The second is of the beautiful mountains between Mare Imbrium and Mare Serenitatis (projected through 13 mm eyepiece). But as I was admiring my new lunar image, I started to ponder the overall scale of it. From top to bottom it spans about 1000 km on the Moon, which is about the distance from Sydney to Hobart in Oz. So I turned my photo into a diptych, by adding a cropped and similarly scaled Earth image on the right (sourced somewhere on the interwebs that I cannot remember) from Sydney, down past our comparatively wimpy Snowy Mountains and across Bass Strait, to Hobart:
800 KB, ~450 metres/pixel.
800 KB, ~450 metres/pixel.

Re: What did you see in the sky tonight?

Posted: Wed Feb 27, 2019 2:42 am
by Nitpicker
Very good seeing conditions this morning ... apart from the clouds. I squeezed in 200 sub-exposures of the last quarter moon, before the clouds won. I picked 50 of the least cloudy subs to stack into this image, which is a bit noisier than I was hoping for, but still the best I've ever managed of a last quarter moon:
SSO_LD_Q3_Moon_175_20190227_0402+10_reduced.jpg
I also saw Jupiter, Saturn and Venus between the Moon and the rising Sun, but sadly never when I had a camera pointed at them.

Re: What did you see in the sky tonight?

Posted: Fri Mar 01, 2019 5:03 am
by Ann
Nitpicker wrote: Fri Feb 22, 2019 7:07 am Hi Ann,

This is what was in your sky view at 06:00 local time (05:00 UT) today (about 1 hour 20 minutes before sunrise):

malmo.PNG

Jupiter and Antares were both well and truly up, but low in the sky. They both rose between 03:30 and 04:00 local time.

Does this help?
I finally had another clear morning when I was both up and at home (because when I go to work, I leave at 5 a.m. and have no time to look for stars), and this time I saw both Jupiter and Antares, thanks to you, Nit.

> [GIVEN INFORMATION]:

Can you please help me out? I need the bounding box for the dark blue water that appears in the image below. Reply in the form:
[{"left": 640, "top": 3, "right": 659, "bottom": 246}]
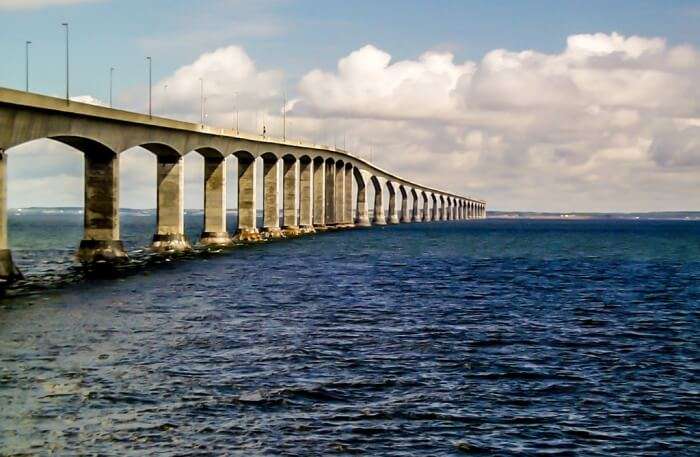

> [THE TASKS]:
- A) In the stargazing forum posts, how many sub-exposures of the last quarter moon were stacked into the final image?
- B) From the stargazing forum posts, write out word for word the part that opens with "Posted: Fri Mar" and closes with "Does this help?".
- C) Continue the stargazing forum posts from the point where they stop.

> [RESULTS FOR EACH TASK]:
- A) 50

- B)
Posted: Fri Mar 01, 2019 5:03 am
by Ann
Nitpicker wrote: Fri Feb 22, 2019 7:07 am Hi Ann,

This is what was in your sky view at 06:00 local time (05:00 UT) today (about 1 hour 20 minutes before sunrise):

malmo.PNG

Jupiter and Antares were both well and truly up, but low in the sky. They both rose between 03:30 and 04:00 local time.

Does this help?

- C)
I found Delta Scorpius strikingly bright compared with the other stars of the "outstretched claws" of the scorpion. It honestly didn't look much fainter than Antares.

The big stellar lamp in the western morning sky at this time of year and these latitudes is Arcturus, though. I know, but I had forgotten, how it completely dominates the morning sky during spring. When Jupiter doesn't pay us a visit, of course.

Ann

Re: What did you see in the sky tonight?

Posted: Fri Mar 01, 2019 7:58 am
by Nitpicker
Ann, here is what my sky looked like a few hours later, 1 hour 20 minutes before my sunrise:
brisvegas_predawn_20190223.PNG

Re: What did you see in the sky tonight?

Posted: Fri Mar 01, 2019 8:13 am
by Ann
Thanks, Nit! That is certainly a morning sky that I never get to see!

Ann

Re: What did you see in the sky tonight?

Posted: Fri Mar 01, 2019 2:47 pm
by Fred the Cat
Nitpicker wrote: Mon Feb 25, 2019 4:14 am Getting the itch to take more lunar images, but only seeing clouds right now ... so I've been sharpening up my processing skills on some old moon videos I recorded in 2014. Two of these were recorded with my Nikon D5100 DSLR, which yields an (unimpressively large) effective pixel size of 12 microns in video mode, and only ever at 25 fps. To achieve a more suitable pixel scale for my 6" f/10 SCT, I opted for eyepiece projection, using 17 or 13 mm eyepieces in between the SCT and the DSLR sensor. This yielded pixel scales of 0.36"/pixel at f/42 and 0.25"/pixel at f/60, respectively. This is probably not the ideal way to photograph the moon, but with recently acquired skillz in the use of Registax 6 (much better than Registax 5, once you learn the difference), I've finally managed to get some images from these data, that have pleased me.

The first is of Copernicus (projected through 17 mm eyepiece) which is probably the lunar equivalent of an ubiquitous deep sky image of M42:
The attachment SSO_LD_Copernicus_028_20140311_2030+10.jpg is no longer available

The second is of the beautiful mountains between Mare Imbrium and Mare Serenitatis (projected through 13 mm eyepiece). But as I was admiring my new lunar image, I started to ponder the overall scale of it. From top to bottom it spans about 1000 km on the Moon, which is about the distance from Sydney to Hobart in Oz. So I turned my photo into a diptych, by adding a cropped and similarly scaled Earth image on the right (sourced somewhere on the interwebs that I cannot remember) from Sydney, down past our comparatively wimpy Snowy Mountains and across Bass Strait, to Hobart:
Very nice images Nit!
Heart.jpg
Heart.jpg (20.38 KiB) Viewed 22972 times
Did you notice you captured a heart?

Re: What did you see in the sky tonight?

Posted: Fri Mar 01, 2019 6:28 pm
by Nitpicker
No, but now that you mention it, it looks like the moon was mooning me.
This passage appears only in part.